▸ STATED GOAL 1
Please revise the prospectus excerpt from "This prospectus and" to "shares offered hereby.", putting "listing" in place of "registration".
▸ STATED GOAL 2
Continue the prospectus excerpt on the selling stockholder's shares from the point where it ends.

The selling stockholder acquired the shares of common stock offered hereby
from the AIG Subsidiaries.

         This prospectus and any prospectus supplement covers the offer and sale
by the selling stockholder of the common stock offered hereby. Our registration
of the common stock held by the selling stockholder does not necessarily mean
that the selling stockholder will sell all or any of the shares offered hereby.
To the knowledge of Morgan Stanley Dean Witter, neither the selling stockholder
nor any of its officers or directors have held any position or office with
Morgan Stanley Dean Witter or, except for business relationships in the ordinary
course of business, had any material relationships with Morgan Stanley Dean
Witter within the past three years prior to the closing of the acquisition of
the AB Companies. Set forth below are (i) the name of the selling stockholder,
(ii) the number of shares of common stock it beneficially owned prior to the
offering, (iii) the number of shares that may be offered and sold by or on its
behalf and (iv) the amount of common stock to be owned by it upon the completion
of the offering if all shares offered are sold.

<TABLE>
<CAPTION>
                                                                Beneficial Ownership of Our Common Stock
                                                          Before                                        After
Selling Stockholders                                    Offering(1)            Offered(2)            Offering(2)
- --------------------                                    -----------            ----------            -----------
<S>                                                    <C>                    <C>                   <C>

American International Group, Inc.............           343,812(3)              217,251              126,561(3)
</TABLE>


- ---------------
(1) In each case, less than 1% of shares outstanding based upon 570,589,670
shares of our common stock outstanding as of February 28, 1999. 
(2) Because the selling stockholder may sell pursuant to this prospectus all or
only a portion of our common stock offered hereby, no estimate can be given
as to the amount of our common stock that will be owned by it upon
termination of this offering. For purposes of this table, it has been
assumed that the selling stockholder will sell all of its offered shares.

▸ GIVEN RECORDS
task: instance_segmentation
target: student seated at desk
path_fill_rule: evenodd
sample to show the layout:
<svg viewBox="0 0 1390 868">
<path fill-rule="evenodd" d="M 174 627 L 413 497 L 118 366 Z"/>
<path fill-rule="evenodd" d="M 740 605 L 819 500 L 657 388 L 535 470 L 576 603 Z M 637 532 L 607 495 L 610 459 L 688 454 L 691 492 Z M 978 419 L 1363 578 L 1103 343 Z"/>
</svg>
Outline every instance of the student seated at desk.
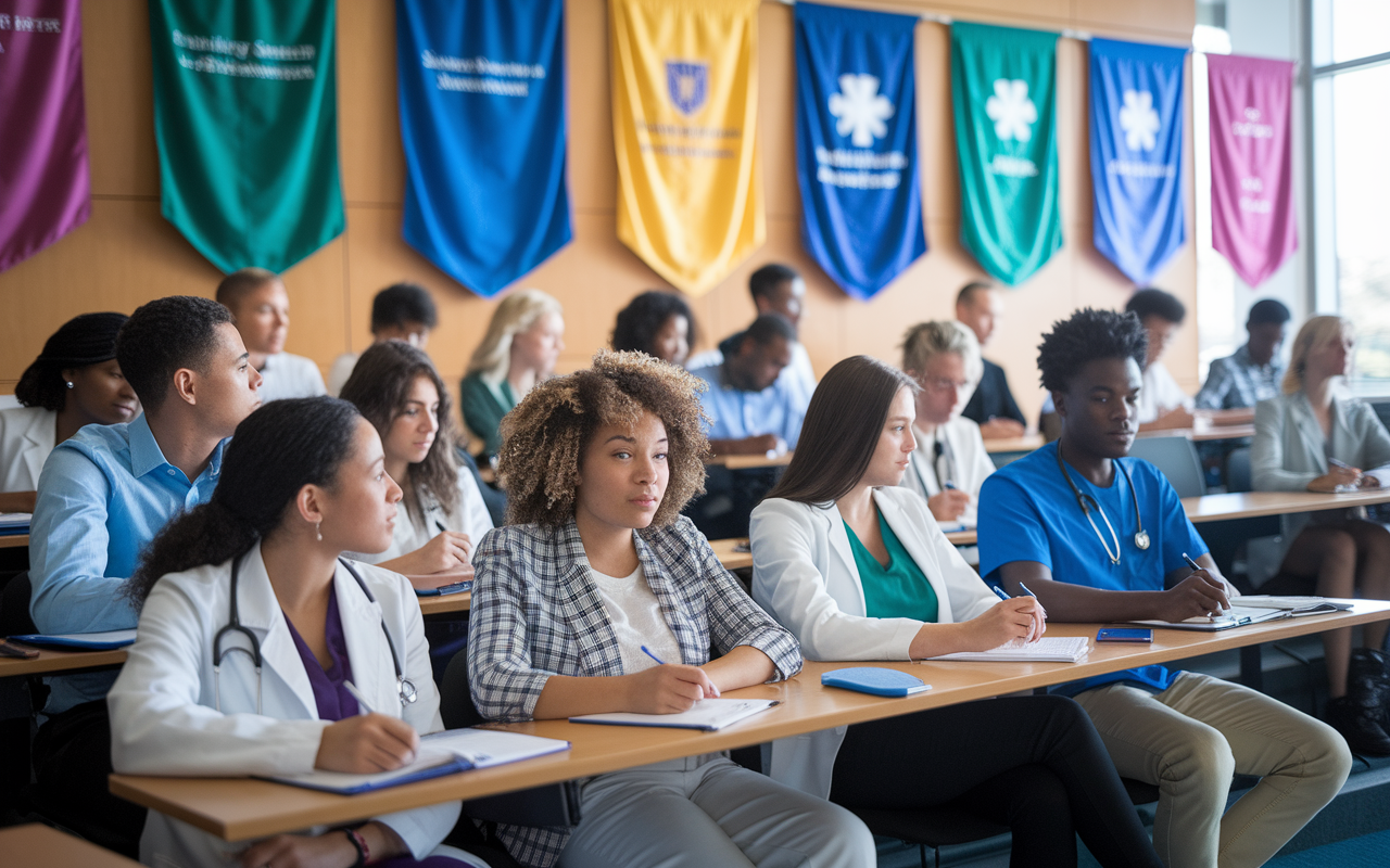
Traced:
<svg viewBox="0 0 1390 868">
<path fill-rule="evenodd" d="M 246 356 L 231 312 L 207 299 L 157 299 L 121 326 L 115 358 L 145 415 L 88 425 L 43 465 L 29 533 L 29 612 L 39 632 L 135 626 L 122 583 L 165 522 L 213 496 L 227 439 L 260 404 L 261 378 Z M 35 789 L 51 819 L 133 856 L 145 810 L 111 796 L 106 782 L 114 681 L 111 672 L 49 679 L 33 740 Z"/>
<path fill-rule="evenodd" d="M 463 424 L 482 440 L 482 456 L 502 449 L 502 417 L 532 386 L 555 374 L 564 351 L 564 308 L 539 289 L 521 289 L 492 311 L 488 333 L 459 383 Z"/>
<path fill-rule="evenodd" d="M 430 332 L 439 325 L 439 311 L 435 308 L 430 290 L 418 283 L 392 283 L 371 300 L 371 342 L 403 340 L 424 350 L 430 344 Z M 353 365 L 360 353 L 343 353 L 328 369 L 328 394 L 338 397 L 343 383 L 352 376 Z"/>
<path fill-rule="evenodd" d="M 684 368 L 698 339 L 695 314 L 685 299 L 652 289 L 617 312 L 610 343 L 614 350 L 637 350 Z"/>
<path fill-rule="evenodd" d="M 107 696 L 115 771 L 368 774 L 409 762 L 420 735 L 443 729 L 420 604 L 404 578 L 342 560 L 391 544 L 399 501 L 381 439 L 352 404 L 285 400 L 242 422 L 211 501 L 164 528 L 126 587 L 140 626 Z M 480 865 L 453 849 L 431 856 L 457 818 L 448 801 L 243 846 L 152 811 L 140 861 Z"/>
<path fill-rule="evenodd" d="M 318 365 L 285 351 L 289 293 L 278 274 L 264 268 L 234 271 L 217 285 L 217 300 L 232 311 L 252 367 L 261 375 L 261 401 L 327 393 Z"/>
<path fill-rule="evenodd" d="M 381 435 L 404 504 L 391 546 L 359 560 L 420 589 L 473 578 L 473 549 L 492 519 L 473 474 L 455 462 L 453 407 L 430 357 L 399 340 L 368 347 L 342 397 Z"/>
<path fill-rule="evenodd" d="M 1352 325 L 1340 317 L 1314 317 L 1298 329 L 1283 394 L 1255 407 L 1250 471 L 1257 492 L 1339 492 L 1383 483 L 1361 468 L 1390 465 L 1390 433 L 1369 404 L 1341 392 L 1354 344 Z M 1384 525 L 1348 510 L 1295 512 L 1282 524 L 1279 574 L 1259 586 L 1262 593 L 1390 600 L 1390 531 Z M 1390 661 L 1380 651 L 1386 622 L 1362 631 L 1362 647 L 1355 651 L 1351 628 L 1322 635 L 1330 697 L 1323 718 L 1357 753 L 1384 757 L 1390 756 Z"/>
<path fill-rule="evenodd" d="M 902 340 L 902 369 L 917 383 L 917 449 L 902 486 L 920 494 L 944 525 L 973 528 L 980 486 L 994 472 L 980 425 L 960 414 L 980 379 L 980 344 L 959 322 L 923 322 Z"/>
<path fill-rule="evenodd" d="M 705 476 L 696 389 L 648 356 L 599 353 L 503 421 L 513 524 L 478 547 L 468 639 L 484 717 L 670 714 L 801 669 L 796 642 L 680 515 Z M 852 814 L 717 753 L 589 778 L 580 814 L 573 833 L 500 836 L 539 868 L 874 862 Z"/>
<path fill-rule="evenodd" d="M 115 361 L 125 314 L 82 314 L 63 324 L 19 375 L 19 407 L 0 410 L 0 512 L 33 512 L 49 453 L 85 425 L 118 425 L 140 412 Z"/>
<path fill-rule="evenodd" d="M 951 324 L 948 324 L 951 325 Z M 752 522 L 753 599 L 810 660 L 920 660 L 1041 636 L 1031 597 L 1001 601 L 899 487 L 916 383 L 866 356 L 826 374 L 801 447 Z M 1158 865 L 1095 728 L 1072 700 L 934 708 L 771 747 L 771 776 L 853 808 L 951 806 L 1008 825 L 1015 865 Z"/>
<path fill-rule="evenodd" d="M 1015 594 L 1026 586 L 1052 621 L 1183 621 L 1234 594 L 1173 486 L 1126 457 L 1145 353 L 1133 314 L 1086 308 L 1055 324 L 1038 368 L 1062 436 L 980 493 L 980 575 Z M 1159 787 L 1154 846 L 1175 868 L 1262 865 L 1351 768 L 1333 728 L 1207 675 L 1144 667 L 1061 692 L 1091 715 L 1120 775 Z M 1261 782 L 1226 810 L 1233 774 Z"/>
</svg>

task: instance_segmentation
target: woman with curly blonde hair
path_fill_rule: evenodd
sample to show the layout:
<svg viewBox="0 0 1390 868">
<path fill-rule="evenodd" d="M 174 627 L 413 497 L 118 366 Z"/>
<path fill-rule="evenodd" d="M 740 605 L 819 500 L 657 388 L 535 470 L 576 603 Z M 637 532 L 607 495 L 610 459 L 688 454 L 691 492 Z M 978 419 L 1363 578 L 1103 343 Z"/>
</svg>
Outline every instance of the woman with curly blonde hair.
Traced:
<svg viewBox="0 0 1390 868">
<path fill-rule="evenodd" d="M 703 489 L 699 389 L 651 356 L 603 351 L 502 421 L 510 524 L 474 556 L 468 636 L 484 717 L 673 714 L 801 669 L 796 640 L 680 514 Z M 499 832 L 512 856 L 539 867 L 874 860 L 852 814 L 724 754 L 591 778 L 580 811 L 573 833 Z"/>
</svg>

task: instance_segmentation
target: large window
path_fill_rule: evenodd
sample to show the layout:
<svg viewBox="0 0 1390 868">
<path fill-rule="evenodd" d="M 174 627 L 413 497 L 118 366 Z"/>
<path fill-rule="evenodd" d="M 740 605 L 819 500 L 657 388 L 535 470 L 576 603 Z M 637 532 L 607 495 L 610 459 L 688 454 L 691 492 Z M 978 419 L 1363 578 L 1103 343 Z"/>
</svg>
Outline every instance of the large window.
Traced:
<svg viewBox="0 0 1390 868">
<path fill-rule="evenodd" d="M 1390 393 L 1390 1 L 1315 0 L 1318 307 L 1357 324 L 1358 392 Z"/>
</svg>

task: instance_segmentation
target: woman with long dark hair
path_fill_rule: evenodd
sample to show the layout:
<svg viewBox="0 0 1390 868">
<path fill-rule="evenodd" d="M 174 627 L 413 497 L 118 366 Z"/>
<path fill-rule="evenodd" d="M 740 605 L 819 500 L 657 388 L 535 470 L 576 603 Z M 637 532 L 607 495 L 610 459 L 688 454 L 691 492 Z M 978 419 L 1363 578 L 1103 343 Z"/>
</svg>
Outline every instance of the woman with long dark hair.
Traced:
<svg viewBox="0 0 1390 868">
<path fill-rule="evenodd" d="M 295 399 L 247 417 L 213 499 L 170 522 L 129 579 L 142 611 L 107 697 L 115 771 L 364 774 L 409 762 L 420 735 L 443 728 L 420 604 L 402 576 L 339 557 L 385 549 L 399 500 L 381 439 L 352 404 Z M 431 856 L 457 817 L 446 803 L 231 853 L 150 811 L 140 861 L 475 865 L 456 850 Z"/>
<path fill-rule="evenodd" d="M 1042 632 L 1031 597 L 1001 601 L 899 487 L 917 385 L 855 356 L 812 396 L 801 443 L 753 510 L 753 599 L 809 660 L 922 660 Z M 783 739 L 774 779 L 851 808 L 949 804 L 1008 825 L 1012 865 L 1158 865 L 1086 712 L 1070 699 L 994 699 Z"/>
<path fill-rule="evenodd" d="M 424 351 L 400 340 L 367 349 L 342 399 L 381 435 L 386 474 L 402 490 L 391 546 L 354 556 L 410 579 L 420 589 L 473 575 L 473 549 L 492 529 L 482 493 L 455 460 L 453 407 Z"/>
</svg>

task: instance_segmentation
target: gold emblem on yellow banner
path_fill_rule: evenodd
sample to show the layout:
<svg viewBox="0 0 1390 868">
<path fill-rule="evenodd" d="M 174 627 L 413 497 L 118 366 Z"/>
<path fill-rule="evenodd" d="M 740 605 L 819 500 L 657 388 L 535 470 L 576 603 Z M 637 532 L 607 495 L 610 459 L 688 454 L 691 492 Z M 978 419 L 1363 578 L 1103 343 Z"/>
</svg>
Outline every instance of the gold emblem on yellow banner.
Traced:
<svg viewBox="0 0 1390 868">
<path fill-rule="evenodd" d="M 758 1 L 609 1 L 617 236 L 692 296 L 767 237 Z"/>
</svg>

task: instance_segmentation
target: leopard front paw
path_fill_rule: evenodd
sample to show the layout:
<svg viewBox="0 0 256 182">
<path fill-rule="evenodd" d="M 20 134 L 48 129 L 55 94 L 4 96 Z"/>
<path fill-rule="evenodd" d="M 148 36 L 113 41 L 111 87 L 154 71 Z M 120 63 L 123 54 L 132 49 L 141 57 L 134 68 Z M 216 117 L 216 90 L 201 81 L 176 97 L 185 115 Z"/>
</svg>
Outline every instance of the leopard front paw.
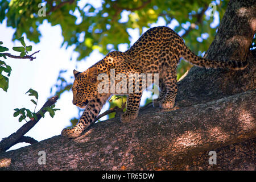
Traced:
<svg viewBox="0 0 256 182">
<path fill-rule="evenodd" d="M 160 107 L 162 109 L 172 109 L 174 106 L 174 101 L 168 101 L 163 100 L 160 102 Z"/>
<path fill-rule="evenodd" d="M 74 138 L 80 136 L 81 133 L 82 131 L 81 130 L 74 129 L 64 129 L 61 131 L 61 136 L 69 138 Z"/>
<path fill-rule="evenodd" d="M 125 112 L 125 113 L 121 115 L 121 121 L 123 123 L 129 122 L 131 121 L 134 120 L 138 116 L 138 112 L 136 113 L 128 113 Z"/>
</svg>

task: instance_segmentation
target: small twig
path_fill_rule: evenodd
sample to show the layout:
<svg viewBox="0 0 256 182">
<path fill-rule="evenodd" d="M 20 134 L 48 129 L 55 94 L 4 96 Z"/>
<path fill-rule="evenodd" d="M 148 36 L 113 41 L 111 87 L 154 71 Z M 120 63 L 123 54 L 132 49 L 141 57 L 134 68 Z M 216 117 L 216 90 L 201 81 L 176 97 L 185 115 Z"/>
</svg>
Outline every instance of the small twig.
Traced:
<svg viewBox="0 0 256 182">
<path fill-rule="evenodd" d="M 195 29 L 196 28 L 196 25 L 200 24 L 200 23 L 202 23 L 203 16 L 204 15 L 205 11 L 207 10 L 208 8 L 208 5 L 205 5 L 204 7 L 203 8 L 202 11 L 200 13 L 195 15 L 195 16 L 196 16 L 196 19 L 197 19 L 196 20 L 196 22 L 195 22 L 193 23 L 191 23 L 191 26 L 189 27 L 189 28 L 188 28 L 188 29 L 185 31 L 185 32 L 181 36 L 182 38 L 184 38 L 187 35 L 188 35 L 188 33 L 191 30 L 192 30 L 193 29 Z"/>
<path fill-rule="evenodd" d="M 66 3 L 69 3 L 69 5 L 71 5 L 72 3 L 75 2 L 75 0 L 67 0 L 65 1 L 63 1 L 60 2 L 58 5 L 56 6 L 52 6 L 52 1 L 50 1 L 50 2 L 48 2 L 49 1 L 47 1 L 47 3 L 49 3 L 49 6 L 51 6 L 51 9 L 48 12 L 47 12 L 47 15 L 48 15 L 51 12 L 53 12 L 60 8 L 61 8 L 62 6 L 63 6 Z"/>
<path fill-rule="evenodd" d="M 15 58 L 15 59 L 29 59 L 30 61 L 32 61 L 34 59 L 36 59 L 36 57 L 32 57 L 32 55 L 34 55 L 34 54 L 35 54 L 36 53 L 39 52 L 40 51 L 38 51 L 35 52 L 34 53 L 33 53 L 32 55 L 26 55 L 24 56 L 23 57 L 21 57 L 20 56 L 15 56 L 15 55 L 11 55 L 10 53 L 2 53 L 3 54 L 4 54 L 5 56 L 8 56 L 9 57 L 11 57 L 11 58 Z"/>
<path fill-rule="evenodd" d="M 18 143 L 26 142 L 30 144 L 38 143 L 38 141 L 30 136 L 22 136 L 14 144 Z"/>
<path fill-rule="evenodd" d="M 9 136 L 3 138 L 2 141 L 0 142 L 0 152 L 7 150 L 11 147 L 17 143 L 17 142 L 19 143 L 18 142 L 22 139 L 22 136 L 23 136 L 24 134 L 30 130 L 30 129 L 38 123 L 40 119 L 41 119 L 42 115 L 40 114 L 40 111 L 41 111 L 43 113 L 45 113 L 46 110 L 44 108 L 48 106 L 51 106 L 52 105 L 54 104 L 58 98 L 58 96 L 50 98 L 44 104 L 39 111 L 36 113 L 36 117 L 38 118 L 37 120 L 35 120 L 34 118 L 31 119 L 27 123 L 26 123 L 21 127 L 20 127 L 17 131 L 14 133 Z"/>
</svg>

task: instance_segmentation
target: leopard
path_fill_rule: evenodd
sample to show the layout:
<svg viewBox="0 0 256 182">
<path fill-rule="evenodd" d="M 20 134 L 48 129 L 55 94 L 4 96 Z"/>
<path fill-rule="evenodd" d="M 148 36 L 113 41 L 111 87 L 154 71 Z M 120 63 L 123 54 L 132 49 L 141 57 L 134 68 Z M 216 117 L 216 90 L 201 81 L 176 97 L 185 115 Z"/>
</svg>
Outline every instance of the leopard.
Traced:
<svg viewBox="0 0 256 182">
<path fill-rule="evenodd" d="M 74 69 L 75 81 L 72 86 L 73 104 L 84 110 L 77 124 L 71 129 L 64 129 L 61 135 L 70 138 L 80 136 L 94 121 L 104 104 L 113 94 L 127 96 L 126 110 L 120 117 L 122 122 L 129 122 L 137 118 L 143 91 L 141 77 L 139 77 L 136 81 L 136 85 L 139 85 L 137 92 L 134 92 L 135 86 L 131 86 L 133 92 L 122 93 L 115 90 L 106 93 L 99 92 L 98 85 L 104 81 L 109 84 L 104 85 L 106 86 L 102 88 L 108 90 L 111 84 L 118 84 L 120 80 L 126 80 L 125 77 L 119 80 L 107 78 L 113 70 L 115 76 L 123 74 L 127 78 L 131 74 L 158 74 L 158 86 L 160 92 L 158 98 L 153 101 L 153 106 L 162 109 L 174 107 L 177 92 L 176 69 L 181 57 L 193 65 L 205 68 L 240 70 L 245 69 L 248 64 L 246 61 L 224 61 L 201 57 L 193 53 L 183 39 L 170 27 L 151 28 L 126 51 L 110 51 L 82 72 Z M 100 80 L 99 76 L 102 74 L 108 77 Z M 135 80 L 131 82 L 135 85 Z M 126 83 L 123 87 L 131 84 L 127 81 Z"/>
</svg>

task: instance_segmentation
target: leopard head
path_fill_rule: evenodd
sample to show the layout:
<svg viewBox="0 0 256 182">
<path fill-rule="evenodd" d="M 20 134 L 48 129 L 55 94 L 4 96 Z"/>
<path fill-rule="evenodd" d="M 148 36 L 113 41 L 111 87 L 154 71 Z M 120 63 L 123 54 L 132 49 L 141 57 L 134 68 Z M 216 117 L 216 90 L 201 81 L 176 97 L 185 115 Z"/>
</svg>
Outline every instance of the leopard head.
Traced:
<svg viewBox="0 0 256 182">
<path fill-rule="evenodd" d="M 82 73 L 74 69 L 73 73 L 73 104 L 84 108 L 98 94 L 98 69 L 93 67 Z"/>
</svg>

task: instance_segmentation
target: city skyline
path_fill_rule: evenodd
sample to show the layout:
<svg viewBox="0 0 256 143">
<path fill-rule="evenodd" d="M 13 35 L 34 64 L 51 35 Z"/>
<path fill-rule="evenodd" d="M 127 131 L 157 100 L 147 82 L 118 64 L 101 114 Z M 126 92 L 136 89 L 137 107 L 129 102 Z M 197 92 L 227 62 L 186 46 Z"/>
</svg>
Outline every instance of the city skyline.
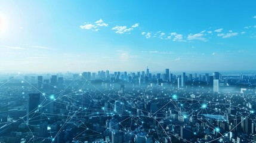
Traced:
<svg viewBox="0 0 256 143">
<path fill-rule="evenodd" d="M 255 1 L 117 2 L 0 1 L 1 72 L 255 70 Z"/>
</svg>

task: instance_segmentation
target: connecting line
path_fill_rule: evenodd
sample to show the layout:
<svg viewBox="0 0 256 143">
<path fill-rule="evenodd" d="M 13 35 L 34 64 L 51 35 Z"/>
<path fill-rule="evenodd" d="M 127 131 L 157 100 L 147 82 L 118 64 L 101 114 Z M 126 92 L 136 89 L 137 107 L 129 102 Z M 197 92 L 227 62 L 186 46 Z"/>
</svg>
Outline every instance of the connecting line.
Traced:
<svg viewBox="0 0 256 143">
<path fill-rule="evenodd" d="M 243 122 L 244 120 L 245 120 L 245 119 L 246 119 L 251 114 L 251 113 L 250 113 L 248 115 L 247 115 L 244 119 L 243 119 L 243 120 L 241 120 L 241 121 L 238 125 L 236 125 L 234 128 L 233 128 L 233 129 L 232 130 L 230 130 L 227 134 L 229 134 L 230 132 L 231 132 L 231 131 L 232 131 L 235 128 L 236 128 L 238 126 L 238 125 L 242 123 L 242 122 Z M 224 136 L 222 135 L 222 136 L 220 136 L 218 138 L 212 139 L 212 140 L 209 141 L 208 142 L 214 141 L 215 140 L 217 140 L 217 139 L 221 138 L 223 138 L 223 137 L 224 137 Z"/>
<path fill-rule="evenodd" d="M 162 108 L 161 108 L 159 110 L 158 110 L 158 111 L 156 111 L 155 113 L 154 113 L 154 114 L 152 114 L 150 117 L 152 117 L 153 116 L 156 114 L 158 111 L 160 111 L 160 110 L 161 110 L 162 108 L 164 108 L 164 107 L 165 107 L 166 105 L 167 105 L 169 102 L 171 102 L 171 101 L 169 101 L 168 103 L 166 103 L 165 105 L 164 105 L 163 107 L 162 107 Z"/>
<path fill-rule="evenodd" d="M 60 132 L 61 132 L 61 130 L 64 128 L 64 125 L 66 125 L 66 123 L 67 122 L 67 120 L 70 120 L 71 118 L 72 118 L 72 117 L 70 117 L 69 119 L 68 119 L 68 117 L 69 117 L 69 114 L 70 113 L 70 111 L 71 111 L 71 109 L 72 108 L 72 106 L 71 106 L 70 107 L 70 108 L 69 109 L 69 114 L 67 114 L 67 119 L 66 119 L 66 122 L 65 122 L 65 123 L 63 123 L 63 125 L 61 126 L 61 128 L 60 128 L 60 129 L 58 130 L 58 132 L 56 133 L 56 135 L 55 135 L 55 136 L 54 136 L 54 138 L 56 138 L 56 136 L 57 136 L 58 135 L 58 134 L 60 134 Z M 75 114 L 74 113 L 74 114 Z"/>
<path fill-rule="evenodd" d="M 13 79 L 16 78 L 17 77 L 19 76 L 18 74 L 17 74 L 17 76 L 13 77 L 13 78 L 11 78 L 11 79 L 10 79 L 9 80 L 7 80 L 6 82 L 2 83 L 2 85 L 0 85 L 0 88 L 2 87 L 2 86 L 4 86 L 4 85 L 5 85 L 6 83 L 8 83 L 10 81 L 12 80 Z"/>
</svg>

▸ TASK ANSWER 1
This prospectus and any prospectus supplement covers the offer and sale
by the selling stockholder of the common stock offered hereby. Our listing
of the common stock held by the selling stockholder does not necessarily mean
that the selling stockholder will sell all or any of the shares offered hereby.

▸ TASK ANSWER 2
(3) Includes 105,121 shares of our common stock received as consideration by AIG
Capital Partners, Inc. in connection with the acquisition of the AB Companies
subject to a two year sale restriction. Pursuant to the terms of the Purchase
Agreement, such shares cannot be sold prior to March 25, 2001 and are not being
offered hereby. Also includes an additional 21,440 shares of our common stock
owned by subsidiaries of the selling stockholder other than the AIG
Subsidiaries which are also not being offered hereby.


                              PLAN OF DISTRIBUTION

         The common stock offered by this prospectus may be offered by the
selling stockholder, directly or indirectly, from time to time in one or more
transactions which may be effected in any legally available manner, including
without limitation on the New York Stock Exchange or the Pacific Exchange, in
negotiated transactions, on terms to be determined at the time of sale, at fixed
prices which may be changed, at prices related to prevailing market prices or at
negotiated prices. The selling stockholder may also distribute common stock to
charities. The selling stockholder may effect such transactions by selling
common stock to or through underwriters, broker-dealers or agents, who may
receive compensation in the form of discounts, concessions or commissions from
the selling stockholder and/or the purchasers of common stock for whom such
broker-dealers may act as agents or to whom they may sell as principals, or both
(which compensation as to a particular broker-dealer might be in excess of
customary commissions). In addition, any shares of the common stock which
qualify for sale pursuant to Rule 144 under the Securities Act of 1933, as
amended (the "Securities Act") may be sold under Rule 144 rather than pursuant
to this prospectus.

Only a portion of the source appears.